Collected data
○ ○ ○ ○ ○

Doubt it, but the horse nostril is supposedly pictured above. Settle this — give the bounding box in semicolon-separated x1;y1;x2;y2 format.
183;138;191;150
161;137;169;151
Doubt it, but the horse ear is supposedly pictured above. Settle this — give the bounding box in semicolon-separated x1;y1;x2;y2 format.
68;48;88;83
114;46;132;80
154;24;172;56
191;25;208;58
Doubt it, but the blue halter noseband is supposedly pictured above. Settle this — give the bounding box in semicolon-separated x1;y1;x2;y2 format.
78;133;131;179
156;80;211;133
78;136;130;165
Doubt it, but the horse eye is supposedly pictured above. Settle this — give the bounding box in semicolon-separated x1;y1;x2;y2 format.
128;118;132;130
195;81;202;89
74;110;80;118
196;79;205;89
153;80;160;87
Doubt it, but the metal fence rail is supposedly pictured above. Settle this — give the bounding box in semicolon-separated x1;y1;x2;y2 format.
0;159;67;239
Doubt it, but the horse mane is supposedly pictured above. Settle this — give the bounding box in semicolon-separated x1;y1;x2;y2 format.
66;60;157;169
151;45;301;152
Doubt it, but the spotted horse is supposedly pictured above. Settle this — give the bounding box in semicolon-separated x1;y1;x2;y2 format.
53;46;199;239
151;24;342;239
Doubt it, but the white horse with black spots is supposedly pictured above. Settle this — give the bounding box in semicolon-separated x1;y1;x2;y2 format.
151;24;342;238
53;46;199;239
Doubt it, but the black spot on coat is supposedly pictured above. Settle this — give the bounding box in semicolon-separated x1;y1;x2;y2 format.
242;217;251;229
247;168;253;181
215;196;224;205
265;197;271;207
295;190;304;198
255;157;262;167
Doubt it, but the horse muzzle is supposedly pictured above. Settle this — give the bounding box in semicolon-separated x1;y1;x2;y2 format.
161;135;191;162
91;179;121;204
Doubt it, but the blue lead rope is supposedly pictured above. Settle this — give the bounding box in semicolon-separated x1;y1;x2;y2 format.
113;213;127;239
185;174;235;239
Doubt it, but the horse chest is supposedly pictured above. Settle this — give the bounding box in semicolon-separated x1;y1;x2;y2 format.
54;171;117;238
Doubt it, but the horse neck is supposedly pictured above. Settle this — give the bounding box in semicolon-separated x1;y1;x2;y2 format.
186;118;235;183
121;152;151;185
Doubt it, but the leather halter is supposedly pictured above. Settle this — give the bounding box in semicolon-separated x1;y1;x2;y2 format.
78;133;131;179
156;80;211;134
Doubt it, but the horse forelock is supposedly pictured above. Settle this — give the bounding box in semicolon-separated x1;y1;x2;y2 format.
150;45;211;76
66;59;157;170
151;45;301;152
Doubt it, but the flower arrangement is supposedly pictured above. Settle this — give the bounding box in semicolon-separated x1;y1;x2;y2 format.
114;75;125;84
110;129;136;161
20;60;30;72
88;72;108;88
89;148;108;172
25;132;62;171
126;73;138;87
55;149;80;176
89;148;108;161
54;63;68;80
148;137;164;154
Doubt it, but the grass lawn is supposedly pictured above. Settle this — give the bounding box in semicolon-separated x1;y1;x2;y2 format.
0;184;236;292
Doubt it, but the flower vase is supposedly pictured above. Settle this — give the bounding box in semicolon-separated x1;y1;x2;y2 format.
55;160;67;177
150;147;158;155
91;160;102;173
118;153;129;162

○ ○ ○ ○ ○

§ **Task requirements**:
Transcribe the entries above so that nothing in them differs from the original.

§ **Answer to the problem**:
Doubt it, but the horse nostril is supposedly pictured above. Settle this — give the bounding box in semicolon-separated x1;y1;x2;y2 format.
183;138;191;150
161;137;169;151
Doubt it, but the horse ear is supposedly pictured above. Settle this — give the bounding box in semicolon-separated x1;y1;x2;y2 format.
68;48;88;83
114;46;132;80
154;24;172;56
191;25;208;58
Doubt it, but the blue halter noseband is supposedly pictured above. Settle this — give the bounding box in semicolon-separated x1;y1;x2;y2 format.
78;133;131;179
156;80;211;133
78;136;130;165
Doubt it, but the horse eye is supposedly pictured above. Settle this — give the bounding box in semicolon-separated x1;y1;x2;y2 format.
128;118;132;130
195;81;202;89
74;110;80;118
196;79;205;89
153;80;160;87
Doubt it, but the metal fence rail is supposedly pictured above. Settle this — give the bounding box in semicolon-separated x1;y1;x2;y2 format.
0;159;67;239
Doubt it, but the horse mane is supposedly pictured above. Settle this — give the bounding box in semicolon-separated x1;y1;x2;y2 format.
66;60;157;169
151;45;301;152
Doubt it, but the spotted horse is supposedly pictured above. Settle this — give the bounding box in semicolon-separated x1;y1;x2;y2 format.
53;46;199;239
151;24;342;239
Doubt it, but the white horse with black spots is supposedly pictured above. Settle this — give the bounding box in semicolon-separated x1;y1;x2;y2 format.
151;24;342;238
53;46;199;239
Doubt it, but the black spot on coat is supposedly pictured above. Settle this — give the bounding box in semicolon-separated x1;y1;x2;y2 format.
242;217;251;229
247;168;253;181
215;196;224;205
265;197;271;207
295;190;304;198
255;157;262;167
Doubt it, but the horse muzzle is supposedly pictured above. Settle this — give the bounding box in semicolon-separated x1;y1;x2;y2 format.
161;135;191;162
91;179;121;204
Doubt it, but the blue lead rope is supposedly pictured above. Settle this — give the bounding box in semicolon-separated x1;y1;x2;y2 format.
113;213;127;239
185;174;235;239
Doubt it, but the horse chest is supposedly pictured above. Settle this — give the bounding box in semicolon-separated x1;y1;x2;y2 format.
54;171;117;238
Doubt it, but the horse neck is supposedly pictured above. Settle this — give the bounding box in semicolon-separated x1;y1;x2;y2 format.
186;118;235;183
121;152;151;185
Doubt it, but the leather halter is supposedly pictured above. Settle this — give the bounding box in semicolon-separated x1;y1;x2;y2 format.
78;133;131;179
156;80;211;134
Doubt it, but the horse forelock is supposedly pictured above. Settle this — give the bounding box in semicolon-separated x1;y1;x2;y2 format.
150;45;211;76
66;59;157;170
151;45;301;152
Doubt it, but the flower arrangement is supposedly pictured above. Settle this — give the bounding box in semicolon-separated x1;y1;x2;y2 format.
114;75;125;84
110;129;136;161
20;60;30;72
88;72;108;88
89;148;108;172
25;132;62;171
126;73;138;87
55;149;80;176
89;148;108;161
54;63;68;80
148;137;164;154
Doubt it, but the grass lawn is supposedly pictured above. Settle this — give the bounding box in semicolon-separated x1;y1;x2;y2 format.
0;184;236;292
Doubt it, but the flower vase is supposedly pictured above. Settle this — give the bounding box in semicolon-separated x1;y1;x2;y2 format.
55;160;67;177
150;147;158;155
91;160;102;173
118;153;129;162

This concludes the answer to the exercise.